I woke up this morning thinking of Oscar Bimpong. I’ve known Oscar since our days at Katanga Hall. Oscar calls himself the mindset revolutionist. Back then Oscar nicknamed Ostikay, did not come across as someone who will even become a motivational speaker let alone an international one. He was just a normal Joe – verbose, vibrant, versatile and full of vitality. Not only has Oscar has written a book on Mindset, but he has made it his life’s mission to change the mindset of the youth. I invited him to have a session with our staff a few days ago. The issues that he talked about were so relatable and I hope my team picked up a lot of important lessons.
Apart from Oscar’s book titled “Mindset Revolution”, I have also read the famous book on Mindset by Carol S. Dweck and a couple of other books on the subject. As I pause for a little introspection on all of these and juxtapose it with where we are as a country, several questions fill my thoughts. Images of young men hanging around various soccer betting outlets hoping for a win, many of whom are unemployed keeps popping up and down my memories as if watching them on a large advertorial screen. I project 20 years into the future and wonder what sort of society we will live in.
Why is Ghana going round in circles and not making a head way in almost all facets of life? What will happen to all these unemployed people? How about the many others we are half- educating in secondary schools yet to be churned out to join those already being carried nowhere on this conveyer belt of unemployment? How many will remain unemployed? How many will be under employed? How many will have left the country through the desert heat of Mali and Libya in search for non-existent greener pastures in Spain and Europe? What can the society do differently? What can each do for himself?
As I contemplate, the word Mindset which has circled with a couple of other words in my memory and doesn’t seem to want to leave my immediate train of thoughts, dropped again with a big bang as if it was held by a yarn made of ice that just melted away. I immediately settled to put my thoughts together. A person’s mindset is nothing more than an established set of attitudes the person holds. It is what separates winners from losers and victors from victims. Ghana after 65 years of independence is a still a loser and a victim in terms of growth and development. Ghana is not a person so obviously we can’t fault the nation, but we can raise a finger at the people who have lived in it. Our fortunes as a country is a sum total of our individual contributions. This is not a political commentary, or another write up directed at leadership. It’s a look at the citizens and what we can do to change the narrative – one man at a time. I want to focus on the mindset of the youth – those with a lot to lose if Ghana continues on the same trajectory it is still on at this moment in time.

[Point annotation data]
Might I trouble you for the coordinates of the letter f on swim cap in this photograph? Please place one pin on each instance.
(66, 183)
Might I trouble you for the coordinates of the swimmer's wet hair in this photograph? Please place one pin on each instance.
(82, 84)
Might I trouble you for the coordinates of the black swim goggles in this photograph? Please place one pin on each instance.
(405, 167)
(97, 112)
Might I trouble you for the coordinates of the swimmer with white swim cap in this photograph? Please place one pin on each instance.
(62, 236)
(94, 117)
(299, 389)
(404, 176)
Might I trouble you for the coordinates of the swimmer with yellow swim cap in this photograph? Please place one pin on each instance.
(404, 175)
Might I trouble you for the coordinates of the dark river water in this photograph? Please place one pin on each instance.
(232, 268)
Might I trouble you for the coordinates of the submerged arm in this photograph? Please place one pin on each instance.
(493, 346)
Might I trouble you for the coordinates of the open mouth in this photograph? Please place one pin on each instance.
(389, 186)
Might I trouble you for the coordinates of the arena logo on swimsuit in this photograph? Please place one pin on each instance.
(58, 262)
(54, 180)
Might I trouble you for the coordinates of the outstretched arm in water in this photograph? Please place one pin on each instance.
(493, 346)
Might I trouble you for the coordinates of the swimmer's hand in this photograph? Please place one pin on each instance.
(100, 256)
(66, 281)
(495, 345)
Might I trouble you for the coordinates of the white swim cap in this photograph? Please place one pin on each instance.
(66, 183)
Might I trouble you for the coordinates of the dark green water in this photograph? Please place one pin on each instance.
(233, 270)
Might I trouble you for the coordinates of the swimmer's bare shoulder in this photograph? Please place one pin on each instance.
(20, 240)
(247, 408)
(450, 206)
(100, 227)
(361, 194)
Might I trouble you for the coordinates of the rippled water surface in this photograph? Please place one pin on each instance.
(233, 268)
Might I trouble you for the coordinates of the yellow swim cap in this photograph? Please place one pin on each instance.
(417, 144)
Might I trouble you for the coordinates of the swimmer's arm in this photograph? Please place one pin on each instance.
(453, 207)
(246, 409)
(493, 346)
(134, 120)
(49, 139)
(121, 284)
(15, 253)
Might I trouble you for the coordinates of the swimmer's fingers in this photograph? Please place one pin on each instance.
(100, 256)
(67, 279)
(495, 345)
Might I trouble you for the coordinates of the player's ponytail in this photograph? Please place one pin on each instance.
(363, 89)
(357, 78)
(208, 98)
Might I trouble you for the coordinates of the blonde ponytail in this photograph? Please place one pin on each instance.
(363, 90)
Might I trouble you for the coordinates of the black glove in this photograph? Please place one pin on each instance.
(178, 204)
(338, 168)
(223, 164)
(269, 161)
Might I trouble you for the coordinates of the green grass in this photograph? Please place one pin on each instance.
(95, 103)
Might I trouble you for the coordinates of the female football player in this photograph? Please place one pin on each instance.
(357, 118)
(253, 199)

### Problem to solve
Reproduce the full essay on mindset and Ghana's youth word for word.

### Final result
I woke up this morning thinking of Oscar Bimpong. I’ve known Oscar since our days at Katanga Hall. Oscar calls himself the mindset revolutionist. Back then Oscar nicknamed Ostikay, did not come across as someone who will even become a motivational speaker let alone an international one. He was just a normal Joe – verbose, vibrant, versatile and full of vitality. Not only has Oscar has written a book on Mindset, but he has made it his life’s mission to change the mindset of the youth. I invited him to have a session with our staff a few days ago. The issues that he talked about were so relatable and I hope my team picked up a lot of important lessons.
Apart from Oscar’s book titled “Mindset Revolution”, I have also read the famous book on Mindset by Carol S. Dweck and a couple of other books on the subject. As I pause for a little introspection on all of these and juxtapose it with where we are as a country, several questions fill my thoughts. Images of young men hanging around various soccer betting outlets hoping for a win, many of whom are unemployed keeps popping up and down my memories as if watching them on a large advertorial screen. I project 20 years into the future and wonder what sort of society we will live in.
Why is Ghana going round in circles and not making a head way in almost all facets of life? What will happen to all these unemployed people? How about the many others we are half- educating in secondary schools yet to be churned out to join those already being carried nowhere on this conveyer belt of unemployment? How many will remain unemployed? How many will be under employed? How many will have left the country through the desert heat of Mali and Libya in search for non-existent greener pastures in Spain and Europe? What can the society do differently? What can each do for himself?
As I contemplate, the word Mindset which has circled with a couple of other words in my memory and doesn’t seem to want to leave my immediate train of thoughts, dropped again with a big bang as if it was held by a yarn made of ice that just melted away. I immediately settled to put my thoughts together. A person’s mindset is nothing more than an established set of attitudes the person holds. It is what separates winners from losers and victors from victims. Ghana after 65 years of independence is a still a loser and a victim in terms of growth and development. Ghana is not a person so obviously we can’t fault the nation, but we can raise a finger at the people who have lived in it. Our fortunes as a country is a sum total of our individual contributions. This is not a political commentary, or another write up directed at leadership. It’s a look at the citizens and what we can do to change the narrative – one man at a time. I want to focus on the mindset of the youth – those with a lot to lose if Ghana continues on the same trajectory it is still on at this moment in time.